WHAT YOU HAVE TO DO:
Count the lines of the records below that contain the string "dark", matching case exactly. Reply with the number alone.

MATERIAL PROVIDED:
--*--

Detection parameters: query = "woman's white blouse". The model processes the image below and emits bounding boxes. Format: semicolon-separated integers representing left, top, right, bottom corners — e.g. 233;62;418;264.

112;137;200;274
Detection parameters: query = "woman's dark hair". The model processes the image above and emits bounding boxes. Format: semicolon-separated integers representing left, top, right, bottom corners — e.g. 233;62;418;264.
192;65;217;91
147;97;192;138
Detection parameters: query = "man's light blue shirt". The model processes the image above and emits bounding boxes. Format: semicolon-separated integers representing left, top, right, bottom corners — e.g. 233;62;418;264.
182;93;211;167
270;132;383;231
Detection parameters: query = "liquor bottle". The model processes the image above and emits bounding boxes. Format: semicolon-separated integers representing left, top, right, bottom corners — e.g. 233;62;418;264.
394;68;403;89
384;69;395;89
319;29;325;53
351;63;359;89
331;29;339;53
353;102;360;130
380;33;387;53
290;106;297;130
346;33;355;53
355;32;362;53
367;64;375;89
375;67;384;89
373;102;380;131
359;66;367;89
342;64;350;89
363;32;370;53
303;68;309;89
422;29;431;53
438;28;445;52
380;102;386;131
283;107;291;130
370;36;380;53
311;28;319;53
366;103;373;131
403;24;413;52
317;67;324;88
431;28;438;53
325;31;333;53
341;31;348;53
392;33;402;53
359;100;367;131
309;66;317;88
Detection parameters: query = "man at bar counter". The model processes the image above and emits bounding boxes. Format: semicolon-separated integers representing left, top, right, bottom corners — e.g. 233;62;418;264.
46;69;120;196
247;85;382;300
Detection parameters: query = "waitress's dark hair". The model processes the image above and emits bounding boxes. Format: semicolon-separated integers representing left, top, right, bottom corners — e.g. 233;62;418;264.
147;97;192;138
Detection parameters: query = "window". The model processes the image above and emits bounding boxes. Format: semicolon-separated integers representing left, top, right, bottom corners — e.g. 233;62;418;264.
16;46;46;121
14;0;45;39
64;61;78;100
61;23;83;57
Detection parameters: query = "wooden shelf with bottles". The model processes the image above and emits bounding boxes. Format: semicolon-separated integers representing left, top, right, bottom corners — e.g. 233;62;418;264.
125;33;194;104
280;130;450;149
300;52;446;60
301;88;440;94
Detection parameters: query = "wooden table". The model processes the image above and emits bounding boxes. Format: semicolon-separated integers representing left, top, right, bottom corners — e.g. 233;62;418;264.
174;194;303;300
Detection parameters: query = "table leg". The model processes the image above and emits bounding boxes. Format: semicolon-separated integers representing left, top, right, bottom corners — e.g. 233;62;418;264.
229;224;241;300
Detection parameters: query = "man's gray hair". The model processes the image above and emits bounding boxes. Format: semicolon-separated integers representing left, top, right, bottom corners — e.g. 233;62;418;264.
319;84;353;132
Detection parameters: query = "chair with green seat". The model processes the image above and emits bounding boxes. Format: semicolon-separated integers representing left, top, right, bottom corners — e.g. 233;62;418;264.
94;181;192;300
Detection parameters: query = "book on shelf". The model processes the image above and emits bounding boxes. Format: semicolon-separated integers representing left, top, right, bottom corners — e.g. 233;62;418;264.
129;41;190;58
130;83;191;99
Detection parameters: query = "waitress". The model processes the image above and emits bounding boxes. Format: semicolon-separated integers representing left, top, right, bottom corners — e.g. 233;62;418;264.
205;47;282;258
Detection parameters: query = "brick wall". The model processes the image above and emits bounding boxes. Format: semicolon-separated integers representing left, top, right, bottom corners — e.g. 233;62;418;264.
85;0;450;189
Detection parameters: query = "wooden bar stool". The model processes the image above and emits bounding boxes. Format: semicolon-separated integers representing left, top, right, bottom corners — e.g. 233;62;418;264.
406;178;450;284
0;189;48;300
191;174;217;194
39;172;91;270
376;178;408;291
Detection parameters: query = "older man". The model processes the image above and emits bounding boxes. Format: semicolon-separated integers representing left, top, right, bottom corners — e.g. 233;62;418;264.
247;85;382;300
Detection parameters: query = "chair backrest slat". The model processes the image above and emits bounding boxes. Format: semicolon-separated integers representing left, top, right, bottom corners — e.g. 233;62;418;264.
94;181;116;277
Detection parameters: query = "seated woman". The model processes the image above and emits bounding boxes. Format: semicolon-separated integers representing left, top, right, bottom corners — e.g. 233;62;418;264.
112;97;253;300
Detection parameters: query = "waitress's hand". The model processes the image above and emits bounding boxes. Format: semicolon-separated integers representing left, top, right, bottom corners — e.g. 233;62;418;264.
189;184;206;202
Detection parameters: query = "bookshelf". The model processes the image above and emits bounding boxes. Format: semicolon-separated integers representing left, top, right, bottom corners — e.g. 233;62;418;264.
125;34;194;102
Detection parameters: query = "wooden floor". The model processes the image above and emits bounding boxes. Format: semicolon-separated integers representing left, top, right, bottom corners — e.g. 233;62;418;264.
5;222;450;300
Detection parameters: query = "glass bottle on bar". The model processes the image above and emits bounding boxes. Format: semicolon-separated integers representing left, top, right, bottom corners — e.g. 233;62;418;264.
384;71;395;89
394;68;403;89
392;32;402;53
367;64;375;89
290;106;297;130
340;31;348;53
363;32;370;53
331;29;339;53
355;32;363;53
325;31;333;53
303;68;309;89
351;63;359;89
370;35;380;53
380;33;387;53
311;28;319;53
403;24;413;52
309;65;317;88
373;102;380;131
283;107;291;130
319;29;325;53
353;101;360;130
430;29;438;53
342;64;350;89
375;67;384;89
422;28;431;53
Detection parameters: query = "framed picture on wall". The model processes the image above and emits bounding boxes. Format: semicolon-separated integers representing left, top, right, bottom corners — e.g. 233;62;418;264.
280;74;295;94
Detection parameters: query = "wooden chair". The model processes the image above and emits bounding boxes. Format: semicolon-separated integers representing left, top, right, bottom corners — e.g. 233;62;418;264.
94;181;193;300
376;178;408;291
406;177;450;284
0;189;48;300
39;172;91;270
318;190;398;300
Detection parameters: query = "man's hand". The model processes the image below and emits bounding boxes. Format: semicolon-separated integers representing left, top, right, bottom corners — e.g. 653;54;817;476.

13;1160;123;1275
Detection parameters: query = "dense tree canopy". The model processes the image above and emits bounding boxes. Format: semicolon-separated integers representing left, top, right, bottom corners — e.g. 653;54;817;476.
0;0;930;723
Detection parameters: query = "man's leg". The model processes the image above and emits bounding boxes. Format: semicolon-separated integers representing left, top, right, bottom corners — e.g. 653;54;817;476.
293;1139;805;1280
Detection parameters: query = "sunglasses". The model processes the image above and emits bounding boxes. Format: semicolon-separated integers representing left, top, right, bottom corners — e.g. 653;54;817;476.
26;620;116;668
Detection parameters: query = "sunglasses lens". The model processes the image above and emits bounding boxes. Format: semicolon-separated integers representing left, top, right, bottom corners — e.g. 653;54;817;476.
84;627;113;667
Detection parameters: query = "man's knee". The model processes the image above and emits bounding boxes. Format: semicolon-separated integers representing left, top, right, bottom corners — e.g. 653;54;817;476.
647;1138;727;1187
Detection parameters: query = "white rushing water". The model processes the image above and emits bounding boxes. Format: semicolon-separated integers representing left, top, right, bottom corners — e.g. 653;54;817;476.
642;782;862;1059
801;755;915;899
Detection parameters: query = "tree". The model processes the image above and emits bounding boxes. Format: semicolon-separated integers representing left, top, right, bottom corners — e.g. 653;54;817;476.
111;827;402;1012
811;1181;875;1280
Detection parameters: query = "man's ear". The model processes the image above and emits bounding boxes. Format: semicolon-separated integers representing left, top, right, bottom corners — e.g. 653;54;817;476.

--*--

RIGHT ANSWER:
2